КРАТКОЕ ЗАДАНИЕ A ->
Перепишите приведённый отрывок от слов «Можно быть очень» до слов «или меньшие успехи.» включительно, заменив «математики» на «геометрии».

Автор постарался отделить себя от своего героя, однако для читателя с повышенной восприимчивостью щемящий лиризм и очарование этой книги в значительной мере заключаются в том, что трагическая судьба самого Лермонтова каким-то образом проецируется на судьбу Печорина, точно так же как сон в долине Дагестана зазвучит с особой пронзительностью, когда читатель вдруг поймет, что сон поэта сбылся.

I.4  В.БЕЛИНСКИЙ о СТИХОТВОРЕНИЯХ М.ЛЕРМОНТОВА
 
1. Поэзия и наука тождественны, как постигаемые не одною какою-нибудь из способностей нашей души, но всею полнотою нашего духовного существа, выражаемою словом «разум». В этом отношении они резкою чертою отделяются от так называемых «точных» наук, не требующих ничего, кроме рассудка, и разве еще воображения.

Можно быть очень умным человеком и не понимать поэзии, считать ее за вздор, за побрякушку рифм, которою забавляются праздные и слабоумные люди: но нельзя быть умным человеком и не сознавать в себе возможности постичь значение, например, математики и сделать в ней, при усиленном труде, бо;льшие или меньшие успехи.

Можно быть умным, даже очень умным человеком, и не понимать, что хорошего в «Илиаде», «Макбете» или лирическом стихотворении Пушкина; но нельзя быть умным человеком и не понимать, что два, умноженные на два, составляют четыре, или, что две параллельные линии никогда не сойдутся, хотя бы продолжены были в бесконечность.

Ясно, что под словом «точных» истин разумеются те истины, которых очевидности и непреложности не может не признать ни один человек в мире, не лишенный здравого смысла, прежде всего отличающего людей от животных. В этом отношении, наука, в высшем ее значении, то есть философия, и поэзия — повторяем — тождественны: та и другая равно далеки от того, что имеет хотя вид «точности».

КРАТКОЕ ЗАДАНИЕ B ->
Перепечатайте все записи, приведённые ниже, без единого изменения.

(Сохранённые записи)

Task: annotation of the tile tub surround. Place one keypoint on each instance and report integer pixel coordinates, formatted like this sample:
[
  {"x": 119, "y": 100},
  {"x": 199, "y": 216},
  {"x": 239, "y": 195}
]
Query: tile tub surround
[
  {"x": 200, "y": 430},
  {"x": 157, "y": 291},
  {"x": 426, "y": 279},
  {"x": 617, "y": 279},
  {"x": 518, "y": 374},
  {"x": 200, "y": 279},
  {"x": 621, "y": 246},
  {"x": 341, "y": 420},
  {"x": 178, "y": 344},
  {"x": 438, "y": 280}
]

ПОЛНЫЙ ОТВЕТ A ->
Можно быть очень умным человеком и не понимать поэзии, считать ее за вздор, за побрякушку рифм, которою забавляются праздные и слабоумные люди: но нельзя быть умным человеком и не сознавать в себе возможности постичь значение, например, геометрии и сделать в ней, при усиленном труде, бо;льшие или меньшие успехи.

ПОЛНЫЙ ОТВЕТ B ->
Task: annotation of the tile tub surround. Place one keypoint on each instance and report integer pixel coordinates, formatted like this sample:
[
  {"x": 119, "y": 100},
  {"x": 199, "y": 216},
  {"x": 239, "y": 195}
]
Query: tile tub surround
[
  {"x": 200, "y": 430},
  {"x": 157, "y": 291},
  {"x": 426, "y": 279},
  {"x": 617, "y": 279},
  {"x": 518, "y": 374},
  {"x": 200, "y": 279},
  {"x": 621, "y": 246},
  {"x": 341, "y": 420},
  {"x": 178, "y": 344},
  {"x": 438, "y": 280}
]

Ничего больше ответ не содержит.